-------- INPUT MATERIAL
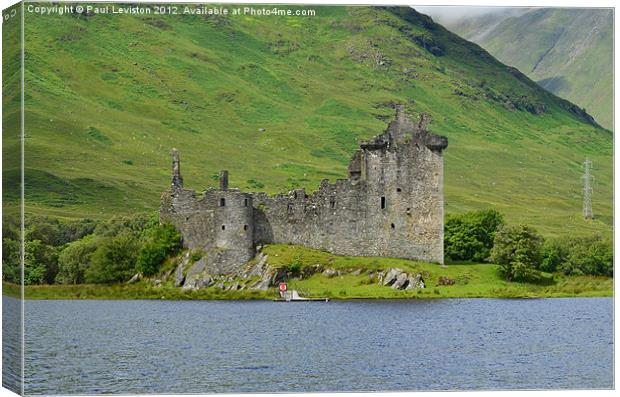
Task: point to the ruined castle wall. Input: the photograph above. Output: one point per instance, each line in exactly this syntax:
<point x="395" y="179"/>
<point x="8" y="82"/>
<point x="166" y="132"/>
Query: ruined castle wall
<point x="394" y="210"/>
<point x="233" y="229"/>
<point x="180" y="208"/>
<point x="391" y="206"/>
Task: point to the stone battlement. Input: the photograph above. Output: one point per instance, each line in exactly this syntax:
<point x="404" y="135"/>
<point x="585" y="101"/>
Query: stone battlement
<point x="391" y="205"/>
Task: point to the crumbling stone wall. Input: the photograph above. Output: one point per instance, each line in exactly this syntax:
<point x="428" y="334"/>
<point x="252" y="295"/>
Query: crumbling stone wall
<point x="391" y="205"/>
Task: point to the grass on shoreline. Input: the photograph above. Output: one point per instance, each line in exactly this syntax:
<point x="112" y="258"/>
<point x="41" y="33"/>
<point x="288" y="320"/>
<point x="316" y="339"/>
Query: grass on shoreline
<point x="471" y="280"/>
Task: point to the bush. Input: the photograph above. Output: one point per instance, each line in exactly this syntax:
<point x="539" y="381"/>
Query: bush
<point x="470" y="236"/>
<point x="114" y="260"/>
<point x="40" y="263"/>
<point x="75" y="259"/>
<point x="161" y="242"/>
<point x="589" y="255"/>
<point x="554" y="253"/>
<point x="11" y="268"/>
<point x="517" y="249"/>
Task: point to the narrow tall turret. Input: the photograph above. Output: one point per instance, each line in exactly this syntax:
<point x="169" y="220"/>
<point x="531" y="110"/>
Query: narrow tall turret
<point x="177" y="179"/>
<point x="224" y="180"/>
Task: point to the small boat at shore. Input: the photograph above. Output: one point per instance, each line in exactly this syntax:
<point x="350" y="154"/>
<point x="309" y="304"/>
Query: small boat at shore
<point x="293" y="296"/>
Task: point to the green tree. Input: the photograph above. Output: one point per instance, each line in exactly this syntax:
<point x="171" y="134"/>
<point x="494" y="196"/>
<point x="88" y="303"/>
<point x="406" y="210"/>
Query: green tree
<point x="40" y="263"/>
<point x="470" y="236"/>
<point x="589" y="255"/>
<point x="161" y="242"/>
<point x="517" y="249"/>
<point x="11" y="269"/>
<point x="114" y="260"/>
<point x="75" y="259"/>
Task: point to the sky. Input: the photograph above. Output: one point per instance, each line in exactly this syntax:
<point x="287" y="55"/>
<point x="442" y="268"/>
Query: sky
<point x="444" y="13"/>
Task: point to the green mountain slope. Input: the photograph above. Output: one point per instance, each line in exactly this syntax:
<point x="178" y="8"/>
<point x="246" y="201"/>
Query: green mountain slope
<point x="107" y="97"/>
<point x="567" y="51"/>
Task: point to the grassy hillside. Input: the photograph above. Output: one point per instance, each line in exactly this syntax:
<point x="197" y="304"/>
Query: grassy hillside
<point x="108" y="96"/>
<point x="356" y="279"/>
<point x="567" y="51"/>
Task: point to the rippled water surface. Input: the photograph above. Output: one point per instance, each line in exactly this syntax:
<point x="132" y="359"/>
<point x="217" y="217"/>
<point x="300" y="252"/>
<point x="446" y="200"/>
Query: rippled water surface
<point x="91" y="347"/>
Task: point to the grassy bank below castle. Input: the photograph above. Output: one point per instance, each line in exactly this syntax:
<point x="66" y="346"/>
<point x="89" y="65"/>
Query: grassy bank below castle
<point x="470" y="281"/>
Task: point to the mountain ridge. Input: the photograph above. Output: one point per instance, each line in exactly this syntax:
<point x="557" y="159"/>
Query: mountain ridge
<point x="282" y="104"/>
<point x="567" y="51"/>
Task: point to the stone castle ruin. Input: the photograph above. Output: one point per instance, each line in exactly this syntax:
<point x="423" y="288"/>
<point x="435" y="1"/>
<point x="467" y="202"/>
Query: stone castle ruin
<point x="391" y="205"/>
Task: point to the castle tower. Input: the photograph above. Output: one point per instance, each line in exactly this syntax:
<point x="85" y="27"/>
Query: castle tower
<point x="224" y="180"/>
<point x="177" y="179"/>
<point x="233" y="225"/>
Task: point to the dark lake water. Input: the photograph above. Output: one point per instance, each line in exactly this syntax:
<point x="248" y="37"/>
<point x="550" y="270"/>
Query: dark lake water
<point x="86" y="347"/>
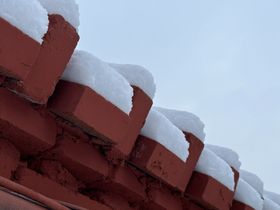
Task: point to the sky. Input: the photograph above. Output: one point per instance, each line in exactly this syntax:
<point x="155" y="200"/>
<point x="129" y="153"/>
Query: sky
<point x="218" y="59"/>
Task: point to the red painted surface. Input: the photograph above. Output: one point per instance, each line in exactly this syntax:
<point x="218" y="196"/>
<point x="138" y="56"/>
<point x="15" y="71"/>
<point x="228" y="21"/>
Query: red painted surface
<point x="25" y="127"/>
<point x="209" y="193"/>
<point x="236" y="205"/>
<point x="55" y="52"/>
<point x="160" y="198"/>
<point x="47" y="187"/>
<point x="9" y="157"/>
<point x="18" y="52"/>
<point x="156" y="160"/>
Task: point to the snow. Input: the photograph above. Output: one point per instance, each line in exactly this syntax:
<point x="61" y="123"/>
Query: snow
<point x="253" y="180"/>
<point x="137" y="76"/>
<point x="212" y="165"/>
<point x="88" y="70"/>
<point x="273" y="196"/>
<point x="185" y="121"/>
<point x="68" y="9"/>
<point x="28" y="16"/>
<point x="246" y="194"/>
<point x="157" y="127"/>
<point x="270" y="205"/>
<point x="227" y="155"/>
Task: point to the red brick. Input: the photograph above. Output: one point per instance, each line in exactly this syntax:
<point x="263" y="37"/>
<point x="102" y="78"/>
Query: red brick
<point x="124" y="181"/>
<point x="115" y="202"/>
<point x="160" y="198"/>
<point x="55" y="52"/>
<point x="209" y="193"/>
<point x="56" y="172"/>
<point x="26" y="128"/>
<point x="98" y="117"/>
<point x="9" y="157"/>
<point x="189" y="205"/>
<point x="156" y="160"/>
<point x="47" y="187"/>
<point x="236" y="205"/>
<point x="18" y="52"/>
<point x="81" y="159"/>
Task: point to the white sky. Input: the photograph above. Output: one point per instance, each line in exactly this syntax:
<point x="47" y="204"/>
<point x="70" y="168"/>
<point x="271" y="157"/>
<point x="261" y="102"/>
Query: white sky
<point x="219" y="59"/>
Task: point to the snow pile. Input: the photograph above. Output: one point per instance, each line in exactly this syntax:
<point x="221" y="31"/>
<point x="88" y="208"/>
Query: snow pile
<point x="212" y="165"/>
<point x="270" y="205"/>
<point x="227" y="155"/>
<point x="86" y="69"/>
<point x="68" y="9"/>
<point x="253" y="180"/>
<point x="246" y="194"/>
<point x="27" y="15"/>
<point x="137" y="76"/>
<point x="160" y="129"/>
<point x="272" y="196"/>
<point x="185" y="121"/>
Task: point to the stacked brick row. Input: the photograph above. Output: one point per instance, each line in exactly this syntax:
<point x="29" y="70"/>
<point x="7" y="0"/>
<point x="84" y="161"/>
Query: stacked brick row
<point x="65" y="141"/>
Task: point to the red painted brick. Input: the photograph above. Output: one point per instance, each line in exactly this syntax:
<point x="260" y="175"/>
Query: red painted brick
<point x="160" y="198"/>
<point x="115" y="202"/>
<point x="156" y="160"/>
<point x="98" y="117"/>
<point x="29" y="130"/>
<point x="9" y="157"/>
<point x="236" y="205"/>
<point x="81" y="159"/>
<point x="209" y="193"/>
<point x="125" y="181"/>
<point x="47" y="187"/>
<point x="18" y="52"/>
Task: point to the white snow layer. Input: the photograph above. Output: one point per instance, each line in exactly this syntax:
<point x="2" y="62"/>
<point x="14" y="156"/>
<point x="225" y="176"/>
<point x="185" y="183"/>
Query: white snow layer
<point x="86" y="69"/>
<point x="157" y="127"/>
<point x="227" y="155"/>
<point x="27" y="15"/>
<point x="253" y="180"/>
<point x="272" y="196"/>
<point x="68" y="9"/>
<point x="246" y="194"/>
<point x="212" y="165"/>
<point x="270" y="205"/>
<point x="137" y="76"/>
<point x="185" y="121"/>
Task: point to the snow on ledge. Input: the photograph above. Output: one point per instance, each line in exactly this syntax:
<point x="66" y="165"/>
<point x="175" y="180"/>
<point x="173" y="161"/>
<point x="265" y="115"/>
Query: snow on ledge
<point x="137" y="76"/>
<point x="160" y="129"/>
<point x="270" y="205"/>
<point x="246" y="194"/>
<point x="227" y="155"/>
<point x="86" y="69"/>
<point x="185" y="121"/>
<point x="212" y="165"/>
<point x="27" y="15"/>
<point x="68" y="9"/>
<point x="253" y="180"/>
<point x="272" y="196"/>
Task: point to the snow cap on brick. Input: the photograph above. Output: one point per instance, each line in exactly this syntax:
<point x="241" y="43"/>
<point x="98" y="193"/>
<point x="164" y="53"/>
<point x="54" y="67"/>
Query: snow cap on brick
<point x="88" y="70"/>
<point x="68" y="9"/>
<point x="137" y="76"/>
<point x="272" y="196"/>
<point x="228" y="155"/>
<point x="270" y="205"/>
<point x="253" y="180"/>
<point x="160" y="129"/>
<point x="212" y="165"/>
<point x="185" y="121"/>
<point x="246" y="194"/>
<point x="28" y="16"/>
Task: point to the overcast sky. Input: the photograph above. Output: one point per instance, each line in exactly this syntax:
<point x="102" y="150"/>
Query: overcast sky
<point x="219" y="59"/>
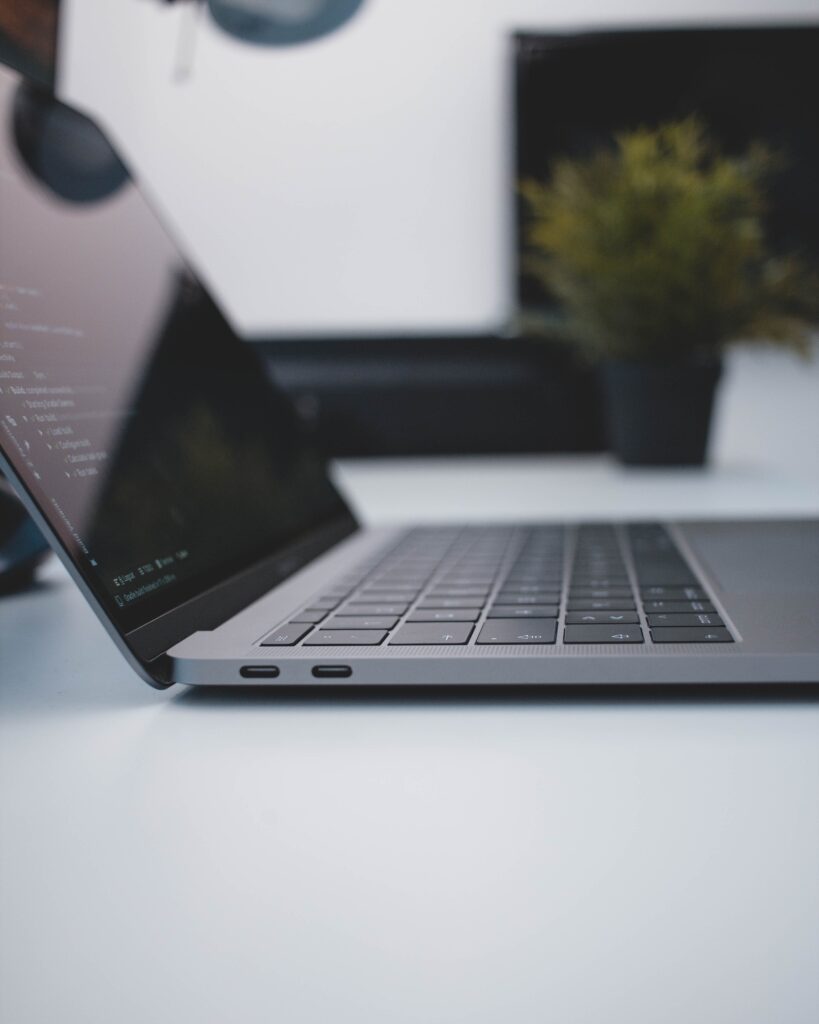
----------------
## TASK TO CARRY OUT:
Please retype the lines from the one that contains "Task: point to the snow cap" to the final line of the records, both included, exactly as written and without any pictures.

## EXERCISE ANSWER:
Task: point to the snow cap on brick. Input: the photograph above. Output: one point per instance, each line in exactly this syntax:
<point x="241" y="43"/>
<point x="98" y="193"/>
<point x="164" y="53"/>
<point x="54" y="67"/>
Query: snow cap on brick
<point x="88" y="70"/>
<point x="68" y="9"/>
<point x="137" y="76"/>
<point x="272" y="196"/>
<point x="228" y="155"/>
<point x="270" y="205"/>
<point x="253" y="180"/>
<point x="160" y="129"/>
<point x="212" y="165"/>
<point x="185" y="121"/>
<point x="246" y="194"/>
<point x="28" y="16"/>
Task: point to the overcast sky. Input: the photograph above. Output: one point per instance, each line in exactly this syntax:
<point x="102" y="150"/>
Query: overcast sky
<point x="219" y="59"/>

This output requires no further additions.